→ **What to work on**
If a line in the data has the string "frying", please show it.

--- Provided information ---

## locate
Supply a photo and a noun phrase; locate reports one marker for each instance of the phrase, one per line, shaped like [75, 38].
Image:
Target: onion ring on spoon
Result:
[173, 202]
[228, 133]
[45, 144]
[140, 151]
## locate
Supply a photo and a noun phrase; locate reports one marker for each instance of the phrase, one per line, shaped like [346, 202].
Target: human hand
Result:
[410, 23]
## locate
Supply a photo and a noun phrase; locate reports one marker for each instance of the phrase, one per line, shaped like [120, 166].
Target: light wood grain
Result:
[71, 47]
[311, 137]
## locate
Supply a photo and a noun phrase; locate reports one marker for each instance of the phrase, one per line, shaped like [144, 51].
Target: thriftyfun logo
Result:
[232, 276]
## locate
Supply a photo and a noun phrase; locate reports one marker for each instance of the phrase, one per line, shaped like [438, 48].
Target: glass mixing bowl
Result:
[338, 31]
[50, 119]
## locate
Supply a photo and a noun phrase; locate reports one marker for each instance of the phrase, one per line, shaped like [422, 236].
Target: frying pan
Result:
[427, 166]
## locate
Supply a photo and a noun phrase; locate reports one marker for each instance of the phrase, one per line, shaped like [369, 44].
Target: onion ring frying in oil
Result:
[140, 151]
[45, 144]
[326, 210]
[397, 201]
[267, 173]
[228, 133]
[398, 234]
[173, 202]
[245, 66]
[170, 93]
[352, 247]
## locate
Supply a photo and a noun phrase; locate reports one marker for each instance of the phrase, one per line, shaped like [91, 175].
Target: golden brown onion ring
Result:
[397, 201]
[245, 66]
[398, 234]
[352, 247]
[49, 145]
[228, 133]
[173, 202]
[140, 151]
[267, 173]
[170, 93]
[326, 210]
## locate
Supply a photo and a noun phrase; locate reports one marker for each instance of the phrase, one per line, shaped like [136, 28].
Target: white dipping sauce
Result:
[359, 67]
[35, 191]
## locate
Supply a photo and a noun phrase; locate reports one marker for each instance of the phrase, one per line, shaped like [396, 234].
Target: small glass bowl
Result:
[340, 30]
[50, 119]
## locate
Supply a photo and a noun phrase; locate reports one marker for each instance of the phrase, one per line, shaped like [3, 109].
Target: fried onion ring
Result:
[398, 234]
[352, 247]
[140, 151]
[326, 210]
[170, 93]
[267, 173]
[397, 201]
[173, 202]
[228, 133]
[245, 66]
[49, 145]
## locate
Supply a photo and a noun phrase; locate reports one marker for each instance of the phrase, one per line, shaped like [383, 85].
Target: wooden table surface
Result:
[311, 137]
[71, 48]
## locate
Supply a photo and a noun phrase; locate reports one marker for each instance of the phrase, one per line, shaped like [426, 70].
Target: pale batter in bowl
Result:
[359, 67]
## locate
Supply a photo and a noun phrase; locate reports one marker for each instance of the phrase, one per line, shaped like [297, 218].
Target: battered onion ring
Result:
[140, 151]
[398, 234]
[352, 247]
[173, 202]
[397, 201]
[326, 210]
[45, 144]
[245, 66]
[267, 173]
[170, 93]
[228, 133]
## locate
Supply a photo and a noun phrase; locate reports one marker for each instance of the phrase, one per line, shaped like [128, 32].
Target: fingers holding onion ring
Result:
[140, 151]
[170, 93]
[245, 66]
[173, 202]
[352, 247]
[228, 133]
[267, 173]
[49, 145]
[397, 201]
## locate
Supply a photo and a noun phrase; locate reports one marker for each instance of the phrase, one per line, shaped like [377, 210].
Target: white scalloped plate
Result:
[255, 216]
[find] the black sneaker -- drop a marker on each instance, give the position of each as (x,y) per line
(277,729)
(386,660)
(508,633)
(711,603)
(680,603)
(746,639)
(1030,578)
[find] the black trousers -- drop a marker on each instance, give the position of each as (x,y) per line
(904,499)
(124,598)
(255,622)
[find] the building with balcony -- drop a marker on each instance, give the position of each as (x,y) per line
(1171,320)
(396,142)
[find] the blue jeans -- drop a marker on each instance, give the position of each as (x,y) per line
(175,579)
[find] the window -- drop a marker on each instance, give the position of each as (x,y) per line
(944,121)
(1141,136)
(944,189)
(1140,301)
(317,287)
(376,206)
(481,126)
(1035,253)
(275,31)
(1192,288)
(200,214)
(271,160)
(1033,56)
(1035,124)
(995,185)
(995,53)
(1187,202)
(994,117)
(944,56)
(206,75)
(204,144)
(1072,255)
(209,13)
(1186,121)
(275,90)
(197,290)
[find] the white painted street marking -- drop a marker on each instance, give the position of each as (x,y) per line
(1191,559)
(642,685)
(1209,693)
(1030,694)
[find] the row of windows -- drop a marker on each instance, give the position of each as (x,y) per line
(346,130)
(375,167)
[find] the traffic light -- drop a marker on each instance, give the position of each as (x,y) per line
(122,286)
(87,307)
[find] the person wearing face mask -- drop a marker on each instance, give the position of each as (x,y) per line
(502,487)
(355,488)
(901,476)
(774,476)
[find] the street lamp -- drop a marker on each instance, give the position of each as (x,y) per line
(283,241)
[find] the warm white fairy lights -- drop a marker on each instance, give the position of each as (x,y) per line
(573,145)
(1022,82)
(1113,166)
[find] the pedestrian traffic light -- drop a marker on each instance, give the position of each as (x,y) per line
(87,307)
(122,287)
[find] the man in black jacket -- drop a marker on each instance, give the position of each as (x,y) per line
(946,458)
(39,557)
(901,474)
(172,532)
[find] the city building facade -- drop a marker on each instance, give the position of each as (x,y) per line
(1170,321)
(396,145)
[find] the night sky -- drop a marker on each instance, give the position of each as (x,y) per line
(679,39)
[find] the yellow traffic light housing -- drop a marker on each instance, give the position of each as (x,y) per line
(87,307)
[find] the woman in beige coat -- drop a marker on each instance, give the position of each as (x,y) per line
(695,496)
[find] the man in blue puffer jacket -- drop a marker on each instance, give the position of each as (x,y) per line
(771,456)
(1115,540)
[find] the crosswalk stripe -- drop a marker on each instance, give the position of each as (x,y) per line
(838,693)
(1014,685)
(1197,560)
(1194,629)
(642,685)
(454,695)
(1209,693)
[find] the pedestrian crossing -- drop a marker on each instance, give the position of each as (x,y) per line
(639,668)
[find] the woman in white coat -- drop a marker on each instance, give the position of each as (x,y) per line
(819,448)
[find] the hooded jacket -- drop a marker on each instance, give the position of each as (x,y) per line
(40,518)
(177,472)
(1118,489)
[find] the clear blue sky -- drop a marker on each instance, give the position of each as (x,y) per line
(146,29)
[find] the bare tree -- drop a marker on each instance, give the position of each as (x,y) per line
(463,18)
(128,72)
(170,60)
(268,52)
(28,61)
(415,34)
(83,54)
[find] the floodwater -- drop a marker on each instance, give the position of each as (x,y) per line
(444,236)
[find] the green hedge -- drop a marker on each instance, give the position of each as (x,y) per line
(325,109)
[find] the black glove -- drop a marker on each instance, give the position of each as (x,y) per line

---

→ **Exercise solution**
Target: frying pan
Target: onion ring frying in oil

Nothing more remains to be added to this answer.